§ Required work: Please reproduce the full set of data below exactly.

Extracted information Start Marker

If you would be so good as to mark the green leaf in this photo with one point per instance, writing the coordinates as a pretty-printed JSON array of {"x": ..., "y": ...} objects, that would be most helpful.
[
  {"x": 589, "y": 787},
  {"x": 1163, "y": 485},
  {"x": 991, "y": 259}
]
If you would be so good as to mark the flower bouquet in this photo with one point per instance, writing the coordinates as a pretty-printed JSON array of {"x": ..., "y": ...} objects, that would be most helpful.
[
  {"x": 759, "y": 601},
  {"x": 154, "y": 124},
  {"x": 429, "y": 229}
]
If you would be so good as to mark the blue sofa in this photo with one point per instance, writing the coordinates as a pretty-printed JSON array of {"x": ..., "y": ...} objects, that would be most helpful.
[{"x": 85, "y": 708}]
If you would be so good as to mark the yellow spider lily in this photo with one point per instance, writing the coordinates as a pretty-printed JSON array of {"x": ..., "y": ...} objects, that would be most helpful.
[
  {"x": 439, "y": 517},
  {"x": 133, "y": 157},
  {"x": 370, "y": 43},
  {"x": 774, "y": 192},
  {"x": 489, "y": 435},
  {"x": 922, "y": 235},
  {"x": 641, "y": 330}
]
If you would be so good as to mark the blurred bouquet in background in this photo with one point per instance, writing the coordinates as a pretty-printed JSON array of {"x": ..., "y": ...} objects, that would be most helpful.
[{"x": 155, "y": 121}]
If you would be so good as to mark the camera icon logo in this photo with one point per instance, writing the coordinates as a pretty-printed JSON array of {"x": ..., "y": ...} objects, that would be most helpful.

Extracted information End Marker

§ Result below:
If you would be so good as to mark the green leaf in this photo with one point per instance, writing the coordinates as a pretty-printed JSON array of {"x": ..., "y": ...} objects, that would be most helpful.
[
  {"x": 589, "y": 787},
  {"x": 1163, "y": 485},
  {"x": 991, "y": 259}
]
If you would be so good as to mark the flower bouquet in this photo with one point per instance, writing the coordinates as a pretty-printed JSON array of {"x": ..., "y": ...} objects, that would be most helpful.
[
  {"x": 759, "y": 601},
  {"x": 154, "y": 124},
  {"x": 429, "y": 229}
]
If you would be so good as to mark the blue sofa in this photo with one point per instance, writing the coordinates as a pretty-printed JSON array of {"x": ..., "y": ...} objects, that would be most helpful.
[{"x": 85, "y": 708}]
If you would be so good as to mark the yellow spider lily in this photo with one point per instance, writing the coordinates as a pretty-printed JSON array of {"x": ..., "y": ...} objects, that would be most helpful.
[
  {"x": 439, "y": 517},
  {"x": 133, "y": 157},
  {"x": 370, "y": 43},
  {"x": 774, "y": 192},
  {"x": 489, "y": 435},
  {"x": 922, "y": 235},
  {"x": 641, "y": 330}
]
If you would be so good as to mark the blurred bouquet in background in this photo with one point per instance, writing the coordinates as a pretty-printed JSON array of {"x": ..., "y": ...} objects, that would be most helpful.
[{"x": 155, "y": 121}]
If you would be so good as to mark the camera icon logo in this photo with one point per instance, writing the coordinates as a pretty-printed JSON array of {"x": ..., "y": ...} objects, that would be most helpful.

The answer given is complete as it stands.